▶ [WRITTEN EXERCISE]:
Give every entry again, word for word and in full.

○ ○ ○ ○ ○

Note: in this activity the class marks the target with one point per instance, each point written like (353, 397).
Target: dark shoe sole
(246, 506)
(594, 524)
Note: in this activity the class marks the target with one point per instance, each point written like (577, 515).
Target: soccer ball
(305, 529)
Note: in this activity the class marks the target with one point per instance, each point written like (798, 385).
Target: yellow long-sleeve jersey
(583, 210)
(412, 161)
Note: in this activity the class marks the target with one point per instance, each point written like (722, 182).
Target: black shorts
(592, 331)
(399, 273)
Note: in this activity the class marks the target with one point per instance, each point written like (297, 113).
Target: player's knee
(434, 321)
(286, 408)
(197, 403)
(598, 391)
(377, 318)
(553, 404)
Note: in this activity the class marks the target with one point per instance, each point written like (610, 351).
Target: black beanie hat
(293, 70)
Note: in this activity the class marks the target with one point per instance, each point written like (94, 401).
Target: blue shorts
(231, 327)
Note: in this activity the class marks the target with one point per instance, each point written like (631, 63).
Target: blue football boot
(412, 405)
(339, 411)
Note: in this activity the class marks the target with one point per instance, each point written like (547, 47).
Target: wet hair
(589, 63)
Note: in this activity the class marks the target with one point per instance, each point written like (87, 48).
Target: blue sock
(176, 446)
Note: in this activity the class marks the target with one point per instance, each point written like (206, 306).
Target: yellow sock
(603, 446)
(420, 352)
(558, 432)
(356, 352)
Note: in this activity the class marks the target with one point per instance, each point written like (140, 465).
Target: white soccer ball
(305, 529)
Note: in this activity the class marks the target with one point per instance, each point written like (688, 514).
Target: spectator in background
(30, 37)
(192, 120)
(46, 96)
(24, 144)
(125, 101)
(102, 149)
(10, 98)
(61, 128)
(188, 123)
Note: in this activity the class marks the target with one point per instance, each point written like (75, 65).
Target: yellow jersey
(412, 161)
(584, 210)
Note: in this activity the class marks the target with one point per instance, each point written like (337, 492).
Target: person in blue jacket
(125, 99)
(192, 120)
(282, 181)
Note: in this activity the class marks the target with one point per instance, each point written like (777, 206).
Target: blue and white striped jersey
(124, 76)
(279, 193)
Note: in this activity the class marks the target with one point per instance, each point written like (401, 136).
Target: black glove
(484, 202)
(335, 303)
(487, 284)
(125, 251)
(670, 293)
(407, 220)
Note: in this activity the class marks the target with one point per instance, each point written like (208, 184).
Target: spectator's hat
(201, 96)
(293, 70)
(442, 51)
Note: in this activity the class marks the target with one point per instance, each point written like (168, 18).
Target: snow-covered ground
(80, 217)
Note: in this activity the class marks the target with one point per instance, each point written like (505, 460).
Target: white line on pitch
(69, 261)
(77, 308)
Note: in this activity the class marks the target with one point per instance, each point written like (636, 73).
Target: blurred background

○ ○ ○ ○ ○

▶ [FULL ANSWER]:
Note: in this activity the class marks the target with one point per instance, each point written like (353, 397).
Target: dark shoe sole
(246, 506)
(594, 524)
Note: in this activity the class marks the target with one point per instance, each point written like (577, 515).
Target: soccer ball
(305, 529)
Note: in this activity the class marks the target with one point per instance, each point written like (798, 385).
Target: yellow long-sleeve jersey
(583, 210)
(412, 161)
Note: in this activity the class marks the target with one point per instance, each point written like (722, 182).
Target: black shorts
(592, 331)
(399, 273)
Note: in this activity the class marks the target with one point per instance, each point written like (297, 113).
Target: player's knee
(434, 321)
(286, 408)
(197, 403)
(598, 391)
(377, 318)
(553, 404)
Note: in this activity the class marks the target with one point per instance, each point written like (610, 351).
Target: black beanie hat
(293, 70)
Note: in this activity the class marks the target with one point per instance, each point written like (94, 401).
Target: blue shorts
(231, 327)
Note: in this activity the class marks the target with one point per instance, each point written like (631, 63).
Target: blue football boot
(412, 405)
(339, 411)
Note: in this activity the class marks the target with one point per instance, each point written like (547, 47).
Target: wet hair
(589, 63)
Note: in this activity the class marks the target with one point per instance, each point written like (87, 48).
Target: blue sock
(176, 446)
Note: in this activity the class marks the target with one point per instance, each point written like (206, 306).
Target: yellow sock
(603, 446)
(420, 352)
(558, 432)
(356, 352)
Note: in this activity the class marks the target with one point per instance, each point written like (140, 465).
Target: white soccer ball
(305, 529)
Note: in this activity the class marks the target with one point per instance, each point written like (688, 514).
Target: spectator in background
(30, 37)
(192, 120)
(46, 96)
(24, 144)
(125, 101)
(102, 149)
(10, 98)
(61, 128)
(188, 123)
Note: in this activity the class marks the target with one point per instance, each point written like (75, 65).
Target: yellow jersey
(412, 161)
(584, 210)
Note: in this activity the class marks the target with one point per instance, each point written like (337, 492).
Target: person in blue jacket
(125, 99)
(192, 120)
(282, 181)
Note: in this activity the class marks the target with one point per instance, each point written like (777, 206).
Target: blue and white striped jersey
(124, 76)
(279, 193)
Note: in this activity the class marks the target with one point per instance, each point written like (401, 136).
Target: black glove
(484, 202)
(335, 303)
(487, 284)
(125, 251)
(670, 293)
(407, 220)
Note: in this activity the class marks the target with one point per instance, each point written like (208, 184).
Target: spectator's hat
(201, 96)
(293, 70)
(442, 51)
Note: in this activity the class marks the target with one point per instance, each point written like (168, 18).
Target: snow-covered ground
(80, 217)
Note: in this activity the class marks the target with one point per instance, each point written like (505, 460).
Target: white line on pitch
(69, 261)
(77, 308)
Note: in this activity the class marks the target with one point per instance, each point written like (636, 73).
Target: blurred background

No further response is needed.